#### 待办任务
**1)** 请把关于 PostgreSQL 10.0 JSON 全文检索的网页摘录中从"ts rank, phrase请参考"起、直到并包括"value/element."的部分原样照抄下来。
**2)** 在关于 PostgreSQL 10.0 JSON 全文检索的网页摘录里，to_tsvector(config, jsonb) 用 jsonb 对象中的哪些内容来生成 tsvector？
**3)** 请从关于 PostgreSQL 10.0 JSON 全文检索的网页摘录的最后一句之后往下续写。

#### 网页摘录
▼

PostgreSQL 10.0 preview 功能增强 - JSON 内容全文检索
背景
PostgreSQL 10.0 支持JSON内容的全文检索了。
同样支持ts rank和phrase 索引哦。
ts rank, phrase请参考
《从难缠的模糊查询聊开 - PostgreSQL独门绝招之一 GIN , GiST , SP-GiST , RUM 索引原理与技术背景》
Hi all
I would like to propose patch with a set of new small functions for fts in
case of
jsonb data type:
* to_tsvector(config, jsonb) - make a tsvector from all string values and
elements of jsonb object. To prevent the situation, when tsquery can find
a
phrase consisting of lexemes from two different values/elements, this
function will add an increment to position of each lexeme from every new
value/element.

▲

#### 数据摘录
▼

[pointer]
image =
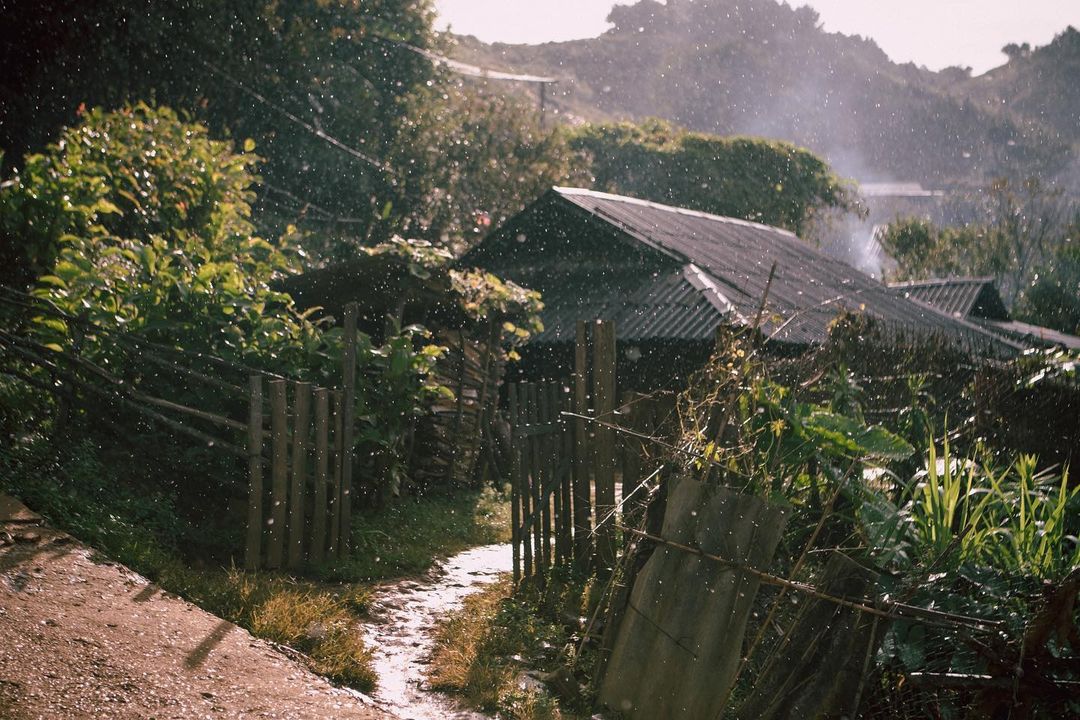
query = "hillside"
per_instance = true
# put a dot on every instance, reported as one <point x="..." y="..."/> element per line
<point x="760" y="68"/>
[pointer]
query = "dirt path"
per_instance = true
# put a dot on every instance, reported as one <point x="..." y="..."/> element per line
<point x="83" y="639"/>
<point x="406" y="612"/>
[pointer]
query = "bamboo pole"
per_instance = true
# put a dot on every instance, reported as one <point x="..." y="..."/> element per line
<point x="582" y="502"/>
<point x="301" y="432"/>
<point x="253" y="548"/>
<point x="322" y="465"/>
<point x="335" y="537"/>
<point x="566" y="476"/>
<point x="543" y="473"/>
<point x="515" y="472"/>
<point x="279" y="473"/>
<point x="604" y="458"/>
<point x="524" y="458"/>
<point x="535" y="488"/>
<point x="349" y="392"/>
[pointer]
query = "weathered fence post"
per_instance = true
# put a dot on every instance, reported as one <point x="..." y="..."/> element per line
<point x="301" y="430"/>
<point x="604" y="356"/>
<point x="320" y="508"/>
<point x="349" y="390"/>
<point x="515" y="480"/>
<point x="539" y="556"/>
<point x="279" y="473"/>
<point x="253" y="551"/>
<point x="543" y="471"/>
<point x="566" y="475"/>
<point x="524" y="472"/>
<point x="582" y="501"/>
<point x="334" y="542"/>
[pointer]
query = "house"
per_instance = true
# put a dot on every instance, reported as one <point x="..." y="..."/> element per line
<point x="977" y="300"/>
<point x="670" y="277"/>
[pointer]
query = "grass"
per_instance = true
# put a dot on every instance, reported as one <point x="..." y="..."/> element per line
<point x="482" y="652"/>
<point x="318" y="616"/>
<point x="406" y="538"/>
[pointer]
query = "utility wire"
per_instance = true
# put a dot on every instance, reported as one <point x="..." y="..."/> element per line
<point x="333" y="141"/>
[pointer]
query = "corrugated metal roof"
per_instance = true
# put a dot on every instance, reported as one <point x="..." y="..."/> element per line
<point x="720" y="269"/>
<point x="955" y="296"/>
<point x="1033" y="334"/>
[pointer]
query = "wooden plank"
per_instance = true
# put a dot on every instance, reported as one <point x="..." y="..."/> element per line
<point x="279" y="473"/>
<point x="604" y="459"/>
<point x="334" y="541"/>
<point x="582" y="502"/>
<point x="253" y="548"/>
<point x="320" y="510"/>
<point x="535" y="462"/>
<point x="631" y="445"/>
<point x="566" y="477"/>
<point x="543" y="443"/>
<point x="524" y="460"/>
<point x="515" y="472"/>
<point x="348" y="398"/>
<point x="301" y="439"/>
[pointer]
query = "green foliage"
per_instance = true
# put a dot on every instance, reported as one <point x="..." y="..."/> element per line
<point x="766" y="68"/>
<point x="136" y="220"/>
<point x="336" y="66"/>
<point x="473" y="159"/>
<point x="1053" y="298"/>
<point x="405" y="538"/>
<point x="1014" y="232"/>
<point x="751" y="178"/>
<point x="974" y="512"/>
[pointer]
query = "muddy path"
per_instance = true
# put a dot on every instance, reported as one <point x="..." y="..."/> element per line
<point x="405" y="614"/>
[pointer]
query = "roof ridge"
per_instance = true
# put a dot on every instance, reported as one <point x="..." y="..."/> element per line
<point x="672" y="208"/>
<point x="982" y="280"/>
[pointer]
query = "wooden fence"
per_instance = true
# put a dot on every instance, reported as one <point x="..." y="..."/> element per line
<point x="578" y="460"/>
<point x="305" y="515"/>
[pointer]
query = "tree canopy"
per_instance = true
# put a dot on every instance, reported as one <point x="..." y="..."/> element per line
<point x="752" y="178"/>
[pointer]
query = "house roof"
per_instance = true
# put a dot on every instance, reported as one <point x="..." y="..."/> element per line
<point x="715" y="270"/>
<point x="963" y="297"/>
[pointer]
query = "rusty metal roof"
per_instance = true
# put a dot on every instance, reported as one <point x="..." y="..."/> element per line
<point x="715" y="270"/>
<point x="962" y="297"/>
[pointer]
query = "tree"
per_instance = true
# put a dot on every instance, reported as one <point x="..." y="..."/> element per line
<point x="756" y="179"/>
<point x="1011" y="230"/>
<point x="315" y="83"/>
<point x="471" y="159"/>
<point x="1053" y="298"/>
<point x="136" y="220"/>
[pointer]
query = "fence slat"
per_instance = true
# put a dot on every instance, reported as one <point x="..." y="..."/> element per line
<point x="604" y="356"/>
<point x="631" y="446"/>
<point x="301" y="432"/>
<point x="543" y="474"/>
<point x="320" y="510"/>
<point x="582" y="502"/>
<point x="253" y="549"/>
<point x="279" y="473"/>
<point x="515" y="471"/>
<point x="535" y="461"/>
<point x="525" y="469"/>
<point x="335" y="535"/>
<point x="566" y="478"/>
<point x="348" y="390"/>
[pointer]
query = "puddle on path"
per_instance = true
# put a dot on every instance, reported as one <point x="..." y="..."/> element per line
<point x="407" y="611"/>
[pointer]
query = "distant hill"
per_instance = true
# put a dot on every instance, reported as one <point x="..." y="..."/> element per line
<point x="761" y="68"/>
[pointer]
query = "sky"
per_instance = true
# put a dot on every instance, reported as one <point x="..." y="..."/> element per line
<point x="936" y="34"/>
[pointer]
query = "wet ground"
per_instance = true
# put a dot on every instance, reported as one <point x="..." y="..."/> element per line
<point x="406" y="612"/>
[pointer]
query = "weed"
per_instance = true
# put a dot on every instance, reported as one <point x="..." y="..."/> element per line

▲

#### 预期回答
**1)**
ts rank, phrase请参考
《从难缠的模糊查询聊开 - PostgreSQL独门绝招之一 GIN , GiST , SP-GiST , RUM 索引原理与技术背景》
Hi all
I would like to propose patch with a set of new small functions for fts in
case of
jsonb data type:
* to_tsvector(config, jsonb) - make a tsvector from all string values and
elements of jsonb object. To prevent the situation, when tsquery can find
a
phrase consisting of lexemes from two different values/elements, this
function will add an increment to position of each lexeme from every new
value/element.

**2)** 所有字符串值和元素。

**3)**
* ts_headline(config, jsonb, tsquery, options) - generate a headline
directly
from jsonb object
Here are the examples how they work:
=# select to_tsvector('{"a": "aaa bbb", "b": ["ccc ddd"], "c": {"d": "eee
fff"}}'::jsonb);
to_tsvector
-------------------------------------------------
'aaa':1 'bbb':2 'ccc':4 'ddd':5 'eee':7 'fff':8
(1 row)
=# select ts_headline('english', '{"a": "aaa bbb", "b": {"c": "ccc
ddd"}}'::jsonb, tsquery('bbb & ddd & hhh'), 'StartSel = <, StopSel = >');
ts_headline
----------------------
aaa <bbb> ccc <ddd>
(1 row)
Any comments or suggestions?
这个patch的讨论,详见邮件组,本文末尾URL。
PostgreSQL社区的作风非常严谨,一个patch可能在邮件组中讨论几个月甚至几年,根据大家的意见反复的修正,patch合并到master已经非常成熟,所以PostgreSQL的稳定性也是远近闻名的。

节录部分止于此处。